→ Provided records

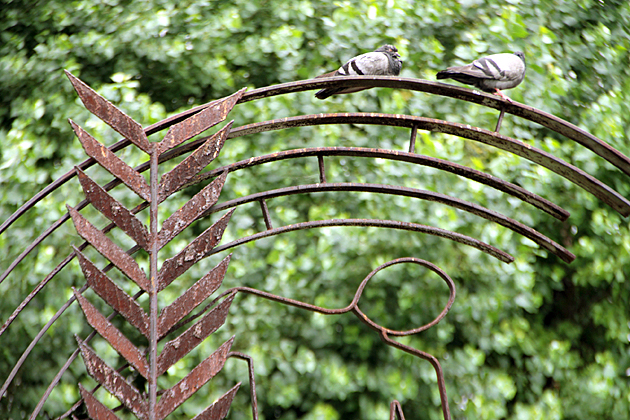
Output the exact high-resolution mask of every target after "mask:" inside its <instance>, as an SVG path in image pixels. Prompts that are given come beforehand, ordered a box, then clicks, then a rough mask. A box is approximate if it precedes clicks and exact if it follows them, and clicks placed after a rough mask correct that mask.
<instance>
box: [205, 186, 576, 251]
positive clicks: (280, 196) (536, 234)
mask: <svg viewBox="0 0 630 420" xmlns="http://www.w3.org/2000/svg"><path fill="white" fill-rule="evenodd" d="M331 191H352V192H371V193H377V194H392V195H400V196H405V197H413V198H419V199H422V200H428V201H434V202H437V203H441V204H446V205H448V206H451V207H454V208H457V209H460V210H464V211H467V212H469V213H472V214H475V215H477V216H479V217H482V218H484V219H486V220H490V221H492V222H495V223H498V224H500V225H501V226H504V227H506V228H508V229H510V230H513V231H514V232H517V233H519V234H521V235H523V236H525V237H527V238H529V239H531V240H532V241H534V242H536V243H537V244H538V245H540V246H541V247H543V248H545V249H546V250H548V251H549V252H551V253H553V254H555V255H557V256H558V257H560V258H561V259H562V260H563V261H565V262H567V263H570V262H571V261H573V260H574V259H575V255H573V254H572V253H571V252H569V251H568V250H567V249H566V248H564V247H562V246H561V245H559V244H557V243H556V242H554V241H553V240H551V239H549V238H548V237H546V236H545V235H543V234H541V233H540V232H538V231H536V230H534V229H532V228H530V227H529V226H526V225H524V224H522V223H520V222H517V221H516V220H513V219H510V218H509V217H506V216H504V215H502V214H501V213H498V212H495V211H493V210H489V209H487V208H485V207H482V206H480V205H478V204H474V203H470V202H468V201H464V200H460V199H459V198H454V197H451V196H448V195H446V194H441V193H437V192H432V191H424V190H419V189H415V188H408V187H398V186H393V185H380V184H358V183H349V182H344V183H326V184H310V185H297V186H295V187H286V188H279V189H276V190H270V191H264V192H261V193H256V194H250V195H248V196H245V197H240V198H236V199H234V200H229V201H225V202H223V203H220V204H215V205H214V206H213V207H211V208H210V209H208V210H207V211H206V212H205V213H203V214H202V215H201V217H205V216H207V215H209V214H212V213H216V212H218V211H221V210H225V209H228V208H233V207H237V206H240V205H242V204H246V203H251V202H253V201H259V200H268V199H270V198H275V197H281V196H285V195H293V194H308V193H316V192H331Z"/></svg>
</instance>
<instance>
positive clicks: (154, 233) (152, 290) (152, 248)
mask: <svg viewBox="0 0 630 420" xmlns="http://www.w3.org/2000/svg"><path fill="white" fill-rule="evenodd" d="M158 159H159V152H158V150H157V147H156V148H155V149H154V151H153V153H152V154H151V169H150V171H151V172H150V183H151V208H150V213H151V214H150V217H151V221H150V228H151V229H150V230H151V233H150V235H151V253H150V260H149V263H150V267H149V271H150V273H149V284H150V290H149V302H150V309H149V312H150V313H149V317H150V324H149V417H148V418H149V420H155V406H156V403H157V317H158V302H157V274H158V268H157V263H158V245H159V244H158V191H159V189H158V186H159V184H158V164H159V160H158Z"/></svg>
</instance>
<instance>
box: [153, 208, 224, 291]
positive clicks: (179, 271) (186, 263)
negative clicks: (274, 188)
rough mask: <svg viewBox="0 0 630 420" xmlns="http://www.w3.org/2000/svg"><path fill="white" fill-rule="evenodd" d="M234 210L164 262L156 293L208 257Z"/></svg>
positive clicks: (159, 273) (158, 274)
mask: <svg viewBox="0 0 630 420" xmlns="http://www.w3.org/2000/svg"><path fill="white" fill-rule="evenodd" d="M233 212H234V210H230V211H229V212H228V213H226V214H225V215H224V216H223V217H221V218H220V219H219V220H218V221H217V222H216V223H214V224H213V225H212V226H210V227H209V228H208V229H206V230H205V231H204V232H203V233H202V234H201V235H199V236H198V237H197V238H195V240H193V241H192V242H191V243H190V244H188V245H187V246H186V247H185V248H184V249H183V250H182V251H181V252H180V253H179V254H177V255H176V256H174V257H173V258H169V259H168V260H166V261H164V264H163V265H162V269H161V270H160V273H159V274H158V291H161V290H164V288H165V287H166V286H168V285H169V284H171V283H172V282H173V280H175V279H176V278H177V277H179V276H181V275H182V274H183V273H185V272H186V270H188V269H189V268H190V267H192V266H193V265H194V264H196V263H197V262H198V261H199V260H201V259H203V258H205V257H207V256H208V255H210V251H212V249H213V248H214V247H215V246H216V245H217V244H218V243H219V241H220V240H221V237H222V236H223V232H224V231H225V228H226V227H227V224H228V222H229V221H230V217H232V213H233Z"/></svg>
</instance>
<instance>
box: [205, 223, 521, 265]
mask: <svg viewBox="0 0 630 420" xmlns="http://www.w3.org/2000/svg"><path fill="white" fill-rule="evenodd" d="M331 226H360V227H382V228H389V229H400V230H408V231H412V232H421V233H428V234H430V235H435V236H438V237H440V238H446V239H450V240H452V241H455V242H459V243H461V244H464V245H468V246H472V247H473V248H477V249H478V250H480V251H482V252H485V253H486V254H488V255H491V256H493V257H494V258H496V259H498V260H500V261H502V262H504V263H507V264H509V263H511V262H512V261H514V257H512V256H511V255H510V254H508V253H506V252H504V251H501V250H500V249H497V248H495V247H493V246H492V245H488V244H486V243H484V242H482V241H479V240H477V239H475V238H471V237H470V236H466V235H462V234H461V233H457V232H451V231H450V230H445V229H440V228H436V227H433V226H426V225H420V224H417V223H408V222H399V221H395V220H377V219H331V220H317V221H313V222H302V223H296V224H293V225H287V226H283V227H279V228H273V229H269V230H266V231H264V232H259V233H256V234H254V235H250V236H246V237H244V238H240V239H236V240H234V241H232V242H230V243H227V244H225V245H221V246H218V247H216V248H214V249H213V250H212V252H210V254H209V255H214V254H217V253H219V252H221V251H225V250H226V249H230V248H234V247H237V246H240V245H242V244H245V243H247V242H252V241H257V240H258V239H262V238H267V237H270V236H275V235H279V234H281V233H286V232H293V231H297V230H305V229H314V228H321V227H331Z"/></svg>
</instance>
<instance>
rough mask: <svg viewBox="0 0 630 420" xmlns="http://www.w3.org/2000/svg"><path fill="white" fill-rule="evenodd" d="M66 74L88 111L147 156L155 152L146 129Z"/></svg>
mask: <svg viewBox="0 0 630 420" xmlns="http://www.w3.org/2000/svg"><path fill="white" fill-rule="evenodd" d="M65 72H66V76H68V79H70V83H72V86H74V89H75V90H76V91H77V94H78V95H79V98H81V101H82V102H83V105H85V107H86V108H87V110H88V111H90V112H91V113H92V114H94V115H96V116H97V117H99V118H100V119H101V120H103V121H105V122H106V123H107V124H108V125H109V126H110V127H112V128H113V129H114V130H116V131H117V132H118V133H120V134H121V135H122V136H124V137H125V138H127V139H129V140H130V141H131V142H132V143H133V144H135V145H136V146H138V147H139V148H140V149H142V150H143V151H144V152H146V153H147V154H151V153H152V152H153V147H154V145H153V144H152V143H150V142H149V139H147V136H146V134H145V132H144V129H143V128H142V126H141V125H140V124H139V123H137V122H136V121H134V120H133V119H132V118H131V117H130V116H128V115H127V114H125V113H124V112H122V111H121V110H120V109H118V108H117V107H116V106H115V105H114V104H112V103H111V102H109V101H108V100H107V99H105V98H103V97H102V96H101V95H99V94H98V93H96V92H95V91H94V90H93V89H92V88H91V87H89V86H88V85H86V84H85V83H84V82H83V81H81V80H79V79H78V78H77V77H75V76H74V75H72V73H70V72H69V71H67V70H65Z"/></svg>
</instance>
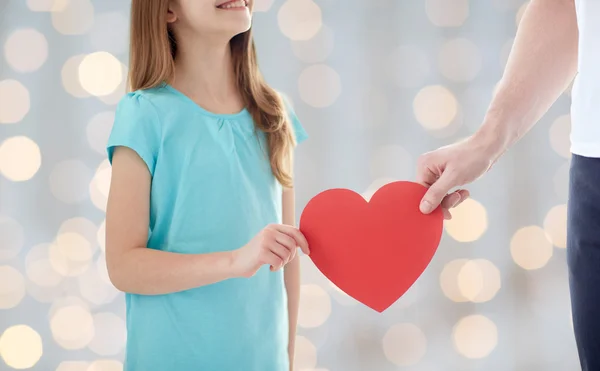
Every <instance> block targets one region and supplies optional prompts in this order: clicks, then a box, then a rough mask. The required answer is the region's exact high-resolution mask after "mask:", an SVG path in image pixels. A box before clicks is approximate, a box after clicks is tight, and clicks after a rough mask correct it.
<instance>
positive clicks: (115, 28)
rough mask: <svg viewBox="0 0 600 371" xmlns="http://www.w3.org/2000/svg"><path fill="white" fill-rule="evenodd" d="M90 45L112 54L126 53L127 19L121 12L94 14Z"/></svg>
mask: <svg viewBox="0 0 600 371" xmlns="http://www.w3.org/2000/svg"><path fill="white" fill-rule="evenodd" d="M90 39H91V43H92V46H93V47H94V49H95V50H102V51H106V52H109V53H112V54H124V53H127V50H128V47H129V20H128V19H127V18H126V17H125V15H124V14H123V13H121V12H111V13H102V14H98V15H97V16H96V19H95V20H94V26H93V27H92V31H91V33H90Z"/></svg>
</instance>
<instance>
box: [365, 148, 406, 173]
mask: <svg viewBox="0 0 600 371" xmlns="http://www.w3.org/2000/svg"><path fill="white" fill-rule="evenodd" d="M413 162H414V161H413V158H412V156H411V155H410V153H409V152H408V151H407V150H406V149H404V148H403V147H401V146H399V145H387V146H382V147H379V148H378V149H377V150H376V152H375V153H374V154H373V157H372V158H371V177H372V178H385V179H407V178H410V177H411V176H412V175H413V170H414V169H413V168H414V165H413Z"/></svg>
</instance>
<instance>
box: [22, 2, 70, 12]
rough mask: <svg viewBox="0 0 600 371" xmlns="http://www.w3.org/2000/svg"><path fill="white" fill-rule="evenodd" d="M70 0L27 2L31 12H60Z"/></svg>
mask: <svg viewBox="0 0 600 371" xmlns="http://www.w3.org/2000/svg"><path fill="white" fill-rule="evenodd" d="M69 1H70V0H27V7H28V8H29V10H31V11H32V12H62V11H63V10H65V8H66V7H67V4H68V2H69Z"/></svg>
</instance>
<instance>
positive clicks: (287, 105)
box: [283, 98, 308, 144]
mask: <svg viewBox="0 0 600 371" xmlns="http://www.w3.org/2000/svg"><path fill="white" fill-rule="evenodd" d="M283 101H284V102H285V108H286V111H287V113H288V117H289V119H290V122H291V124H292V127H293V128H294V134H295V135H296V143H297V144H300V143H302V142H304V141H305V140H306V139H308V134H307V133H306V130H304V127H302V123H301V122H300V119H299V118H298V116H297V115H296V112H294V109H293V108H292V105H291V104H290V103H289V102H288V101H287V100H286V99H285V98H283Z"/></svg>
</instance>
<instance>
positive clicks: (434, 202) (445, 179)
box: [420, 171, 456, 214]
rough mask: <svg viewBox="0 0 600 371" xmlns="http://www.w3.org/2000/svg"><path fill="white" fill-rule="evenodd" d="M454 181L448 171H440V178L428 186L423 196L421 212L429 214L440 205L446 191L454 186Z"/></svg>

→ Exercise details
In the listing above, find the line with "Every <instance> block" and the line with "positive clicks: (115, 28)"; set down exactly those two lines and every line between them, nothing more.

→ Exercise answer
Every <instance> block targets one region and supplies optional prompts in this order: clicks, then a box, then a rough mask. The required answer is the region's exact high-resolution mask after "mask:", an SVG path in image pixels. A box before clicks is approximate, a box after clicks is tight, and clicks after a rough mask correct it.
<instance>
positive clicks: (115, 28)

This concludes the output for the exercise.